** start Source records **

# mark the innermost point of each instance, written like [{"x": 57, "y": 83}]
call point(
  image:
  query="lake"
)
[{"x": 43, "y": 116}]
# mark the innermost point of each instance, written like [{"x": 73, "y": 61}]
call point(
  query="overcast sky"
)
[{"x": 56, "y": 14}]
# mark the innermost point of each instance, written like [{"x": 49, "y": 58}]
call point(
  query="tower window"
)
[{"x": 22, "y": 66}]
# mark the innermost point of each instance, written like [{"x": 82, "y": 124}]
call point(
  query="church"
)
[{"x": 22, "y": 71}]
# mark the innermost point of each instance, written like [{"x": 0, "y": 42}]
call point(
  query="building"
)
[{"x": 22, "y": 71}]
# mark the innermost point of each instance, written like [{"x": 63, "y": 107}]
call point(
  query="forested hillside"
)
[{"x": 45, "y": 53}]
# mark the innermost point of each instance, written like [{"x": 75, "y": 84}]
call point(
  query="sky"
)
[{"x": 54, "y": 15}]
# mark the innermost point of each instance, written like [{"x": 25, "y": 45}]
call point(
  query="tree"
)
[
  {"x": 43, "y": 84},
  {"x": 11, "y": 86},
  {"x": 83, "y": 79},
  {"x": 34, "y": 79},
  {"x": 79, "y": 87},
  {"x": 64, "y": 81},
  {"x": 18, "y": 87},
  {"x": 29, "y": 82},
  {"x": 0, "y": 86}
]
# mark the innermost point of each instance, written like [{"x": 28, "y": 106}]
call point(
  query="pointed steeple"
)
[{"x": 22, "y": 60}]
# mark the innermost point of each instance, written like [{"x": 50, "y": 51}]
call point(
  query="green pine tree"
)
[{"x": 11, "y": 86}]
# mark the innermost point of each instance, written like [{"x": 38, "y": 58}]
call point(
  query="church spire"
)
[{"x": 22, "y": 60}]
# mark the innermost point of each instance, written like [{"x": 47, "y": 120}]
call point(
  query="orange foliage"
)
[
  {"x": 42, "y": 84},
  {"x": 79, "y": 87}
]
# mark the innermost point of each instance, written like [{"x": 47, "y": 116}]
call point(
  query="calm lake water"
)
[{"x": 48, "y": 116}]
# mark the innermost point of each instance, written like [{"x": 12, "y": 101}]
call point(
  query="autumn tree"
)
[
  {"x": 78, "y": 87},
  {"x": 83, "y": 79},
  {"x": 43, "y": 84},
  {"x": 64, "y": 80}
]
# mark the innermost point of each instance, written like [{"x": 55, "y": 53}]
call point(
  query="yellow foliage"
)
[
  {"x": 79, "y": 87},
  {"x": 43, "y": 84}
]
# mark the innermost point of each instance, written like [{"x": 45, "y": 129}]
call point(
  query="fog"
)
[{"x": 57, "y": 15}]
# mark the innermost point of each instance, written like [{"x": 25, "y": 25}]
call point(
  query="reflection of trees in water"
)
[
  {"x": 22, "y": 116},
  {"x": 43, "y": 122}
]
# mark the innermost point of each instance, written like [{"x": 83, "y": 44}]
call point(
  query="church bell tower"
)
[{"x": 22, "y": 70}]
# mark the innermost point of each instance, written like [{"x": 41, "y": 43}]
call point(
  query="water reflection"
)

** end Source records **

Exercise requirements:
Find each line in the rows above that contains the string "water" and copy it. Case counts, so copy only lines where the letters match "water" in both spelling and capitalization.

Task result:
  query="calm lake water"
  query="reflection of trees in water"
  query="water reflection"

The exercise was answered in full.